*** RAW DATA ***
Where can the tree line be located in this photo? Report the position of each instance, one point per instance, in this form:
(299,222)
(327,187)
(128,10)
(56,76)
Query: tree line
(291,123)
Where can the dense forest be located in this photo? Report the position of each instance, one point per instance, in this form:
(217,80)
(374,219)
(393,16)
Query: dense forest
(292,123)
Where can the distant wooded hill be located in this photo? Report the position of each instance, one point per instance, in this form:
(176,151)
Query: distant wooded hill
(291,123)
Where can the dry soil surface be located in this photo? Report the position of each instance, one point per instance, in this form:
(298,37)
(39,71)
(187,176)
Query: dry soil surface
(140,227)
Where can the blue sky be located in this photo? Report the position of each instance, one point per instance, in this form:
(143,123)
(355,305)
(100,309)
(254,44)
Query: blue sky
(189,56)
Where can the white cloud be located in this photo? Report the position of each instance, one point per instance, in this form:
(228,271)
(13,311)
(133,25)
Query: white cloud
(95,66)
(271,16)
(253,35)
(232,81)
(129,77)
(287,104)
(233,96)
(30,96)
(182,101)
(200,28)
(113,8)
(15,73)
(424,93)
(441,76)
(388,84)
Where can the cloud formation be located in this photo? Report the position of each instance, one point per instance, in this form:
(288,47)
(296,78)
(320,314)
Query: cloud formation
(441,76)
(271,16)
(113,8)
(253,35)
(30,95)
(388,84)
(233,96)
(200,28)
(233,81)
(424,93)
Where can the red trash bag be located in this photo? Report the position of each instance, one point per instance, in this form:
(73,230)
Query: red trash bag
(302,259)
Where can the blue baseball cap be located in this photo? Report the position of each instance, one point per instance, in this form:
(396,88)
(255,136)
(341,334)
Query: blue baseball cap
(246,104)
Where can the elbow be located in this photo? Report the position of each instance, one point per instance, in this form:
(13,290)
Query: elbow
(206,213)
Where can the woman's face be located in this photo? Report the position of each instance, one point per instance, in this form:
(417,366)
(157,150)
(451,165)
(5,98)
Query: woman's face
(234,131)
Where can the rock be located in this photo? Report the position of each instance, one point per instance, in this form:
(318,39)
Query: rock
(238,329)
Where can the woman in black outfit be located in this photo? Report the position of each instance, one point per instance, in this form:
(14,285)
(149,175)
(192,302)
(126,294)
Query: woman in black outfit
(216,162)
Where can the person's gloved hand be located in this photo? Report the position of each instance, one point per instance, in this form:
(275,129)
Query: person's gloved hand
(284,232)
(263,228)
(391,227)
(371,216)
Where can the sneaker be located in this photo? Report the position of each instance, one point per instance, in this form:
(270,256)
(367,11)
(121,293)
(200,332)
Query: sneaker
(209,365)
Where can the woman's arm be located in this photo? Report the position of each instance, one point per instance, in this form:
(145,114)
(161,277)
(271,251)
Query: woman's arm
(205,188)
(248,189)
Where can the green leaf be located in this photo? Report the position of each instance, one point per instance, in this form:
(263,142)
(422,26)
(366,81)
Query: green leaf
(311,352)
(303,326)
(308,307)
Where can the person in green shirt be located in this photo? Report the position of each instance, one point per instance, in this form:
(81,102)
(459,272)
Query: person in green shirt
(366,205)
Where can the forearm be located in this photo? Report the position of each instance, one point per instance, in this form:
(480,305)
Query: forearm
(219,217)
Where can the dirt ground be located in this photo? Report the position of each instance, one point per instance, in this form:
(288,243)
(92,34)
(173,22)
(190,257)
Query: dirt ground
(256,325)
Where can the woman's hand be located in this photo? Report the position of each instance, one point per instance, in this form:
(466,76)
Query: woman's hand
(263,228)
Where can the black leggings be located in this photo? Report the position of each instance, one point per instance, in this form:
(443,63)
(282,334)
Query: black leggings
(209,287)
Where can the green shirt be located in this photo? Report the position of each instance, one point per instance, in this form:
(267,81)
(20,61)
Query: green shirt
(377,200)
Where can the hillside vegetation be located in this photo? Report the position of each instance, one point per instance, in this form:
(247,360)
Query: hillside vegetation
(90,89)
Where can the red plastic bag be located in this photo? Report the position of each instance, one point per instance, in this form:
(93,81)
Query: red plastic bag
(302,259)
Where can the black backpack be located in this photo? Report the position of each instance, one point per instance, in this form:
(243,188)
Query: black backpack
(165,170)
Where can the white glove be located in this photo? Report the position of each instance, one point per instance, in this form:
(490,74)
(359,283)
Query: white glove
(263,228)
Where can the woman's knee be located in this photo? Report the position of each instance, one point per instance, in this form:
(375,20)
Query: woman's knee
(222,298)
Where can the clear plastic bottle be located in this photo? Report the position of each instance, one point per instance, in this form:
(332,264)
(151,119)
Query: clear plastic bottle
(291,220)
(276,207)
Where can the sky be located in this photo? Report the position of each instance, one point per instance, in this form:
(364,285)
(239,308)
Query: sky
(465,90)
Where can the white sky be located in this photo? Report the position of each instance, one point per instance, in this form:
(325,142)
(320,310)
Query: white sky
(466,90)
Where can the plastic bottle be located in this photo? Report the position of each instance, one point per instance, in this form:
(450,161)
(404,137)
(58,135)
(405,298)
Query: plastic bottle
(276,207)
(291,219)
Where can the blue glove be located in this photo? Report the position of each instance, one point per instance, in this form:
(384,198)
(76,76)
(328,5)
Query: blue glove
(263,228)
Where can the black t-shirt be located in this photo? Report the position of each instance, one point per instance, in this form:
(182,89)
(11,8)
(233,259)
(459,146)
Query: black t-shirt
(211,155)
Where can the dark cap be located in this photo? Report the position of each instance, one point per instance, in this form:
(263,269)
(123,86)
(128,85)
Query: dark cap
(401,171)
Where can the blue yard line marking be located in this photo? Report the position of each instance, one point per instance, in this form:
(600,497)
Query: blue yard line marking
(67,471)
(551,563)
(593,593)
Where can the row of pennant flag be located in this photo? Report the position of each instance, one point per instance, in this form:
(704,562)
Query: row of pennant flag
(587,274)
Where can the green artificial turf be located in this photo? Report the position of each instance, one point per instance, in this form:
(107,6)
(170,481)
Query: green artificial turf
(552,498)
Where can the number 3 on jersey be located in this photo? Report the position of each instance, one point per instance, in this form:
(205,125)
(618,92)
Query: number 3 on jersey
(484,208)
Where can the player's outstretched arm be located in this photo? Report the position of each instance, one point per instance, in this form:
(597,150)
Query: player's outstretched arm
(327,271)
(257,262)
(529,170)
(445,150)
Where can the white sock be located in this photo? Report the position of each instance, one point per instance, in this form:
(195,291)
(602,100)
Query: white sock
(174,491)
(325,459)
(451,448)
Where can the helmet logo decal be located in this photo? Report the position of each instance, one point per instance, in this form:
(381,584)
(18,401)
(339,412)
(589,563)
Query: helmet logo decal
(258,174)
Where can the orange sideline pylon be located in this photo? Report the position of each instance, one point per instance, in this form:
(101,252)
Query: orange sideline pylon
***
**TASK DIRECTIONS:** Where does the string "sideline" appear in the records above? Show every line that holds it.

**OUTPUT OF THE TASK:**
Where can the orange sideline pylon be located in this photo? Report the position of each instance, one point per instance, in this form:
Query: orange sideline pylon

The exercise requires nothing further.